→ YOUR GOAL:
Could you repeat the records shown below exactly as written?

----------------------------------------

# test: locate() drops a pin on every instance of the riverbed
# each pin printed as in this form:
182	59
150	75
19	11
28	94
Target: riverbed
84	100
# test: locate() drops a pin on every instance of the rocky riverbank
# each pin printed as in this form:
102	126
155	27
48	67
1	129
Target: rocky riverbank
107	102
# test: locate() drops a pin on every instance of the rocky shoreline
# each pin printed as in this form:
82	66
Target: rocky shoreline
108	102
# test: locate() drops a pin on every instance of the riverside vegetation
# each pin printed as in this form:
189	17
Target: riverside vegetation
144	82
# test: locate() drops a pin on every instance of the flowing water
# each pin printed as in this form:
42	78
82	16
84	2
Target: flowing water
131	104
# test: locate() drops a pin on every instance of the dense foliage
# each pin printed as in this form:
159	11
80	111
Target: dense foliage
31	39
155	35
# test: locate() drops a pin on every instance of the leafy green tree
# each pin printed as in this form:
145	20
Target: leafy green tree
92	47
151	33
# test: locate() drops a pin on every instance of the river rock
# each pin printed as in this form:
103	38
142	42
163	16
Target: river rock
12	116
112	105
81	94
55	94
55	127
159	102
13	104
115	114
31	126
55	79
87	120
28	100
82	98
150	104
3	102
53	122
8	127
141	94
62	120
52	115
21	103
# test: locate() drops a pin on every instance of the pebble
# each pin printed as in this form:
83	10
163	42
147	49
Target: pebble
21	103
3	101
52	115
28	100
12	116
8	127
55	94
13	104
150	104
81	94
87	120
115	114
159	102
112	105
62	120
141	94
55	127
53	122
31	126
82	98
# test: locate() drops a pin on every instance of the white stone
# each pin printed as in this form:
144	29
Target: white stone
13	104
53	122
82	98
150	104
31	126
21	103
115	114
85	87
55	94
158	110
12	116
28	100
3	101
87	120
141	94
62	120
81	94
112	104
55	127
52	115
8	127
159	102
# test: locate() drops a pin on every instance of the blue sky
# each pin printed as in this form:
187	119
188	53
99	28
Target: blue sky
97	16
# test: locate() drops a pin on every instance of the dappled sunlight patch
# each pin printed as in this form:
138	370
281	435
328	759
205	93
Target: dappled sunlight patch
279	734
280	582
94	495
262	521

----------------------------------------

→ RESULT FOR THIS TASK:
# test: locate() drops a pin on every instance of the riverbed
# each pin printed as in this form:
182	59
150	75
19	11
28	94
Target: riverbed
84	100
# test: locate() drops a pin on every instance of the rocky riverbank
# each pin printed as in this form:
102	126
155	27
48	67
1	129
Target: rocky riverbank
107	102
# test: locate() drops a pin on every instance of the rocky shoreline
# each pin printed as in this form:
82	66
Target: rocky shoreline
108	102
# test: locate() drops a pin on every instance of the riverside vegetation
# each pin printed as in this form:
189	17
Target: riverside vegetation
144	82
# test: locate() drops a pin on every instance of the flowing water
# each pin printed as in this form:
42	78
82	16
84	2
Target: flowing water
131	104
# test: locate() drops a pin on every instance of the dense foliage
# each pin printed as in this form:
159	11
80	111
Target: dense foliage
31	39
155	35
# test: locate() drops a pin on every instance of the leafy green tree
# each pin printed as in this form:
145	20
Target: leafy green tree
92	47
151	33
# test: locate() drops a pin on every instance of the river rock
# each pin printed as in this form:
103	38
142	42
163	16
Target: river rock
12	116
112	105
81	94
55	94
55	127
159	102
13	104
115	114
31	126
55	79
87	120
28	100
82	98
150	104
3	102
53	122
8	127
141	94
62	120
52	115
21	103
# test: locate() drops a pin on every instance of the pebble
# each pin printed as in this form:
83	10
163	42
147	49
Target: pebble
21	103
3	101
52	115
28	100
12	116
8	127
55	94
13	104
150	104
81	94
87	120
115	114
159	102
112	105
62	120
141	94
55	127
53	122
31	126
82	98
# test: locate() drops a pin on every instance of the white stone
# each pin printed as in this form:
144	29
Target: white stone
13	104
53	122
82	98
150	104
31	126
21	103
115	114
85	87
55	94
158	110
12	116
28	100
3	101
87	120
141	94
62	120
81	94
112	104
55	127
52	115
8	127
159	102
# test: locate() drops a pin on every instance of the blue sky
# each pin printed as in this form:
187	119
188	53
99	28
Target: blue sky
97	16
# test: locate() drops a pin on every instance of the dappled sunlight patch
# each pin printed as in this form:
138	370
281	435
328	759
205	93
Target: dappled sunlight patch
279	734
280	582
94	495
262	521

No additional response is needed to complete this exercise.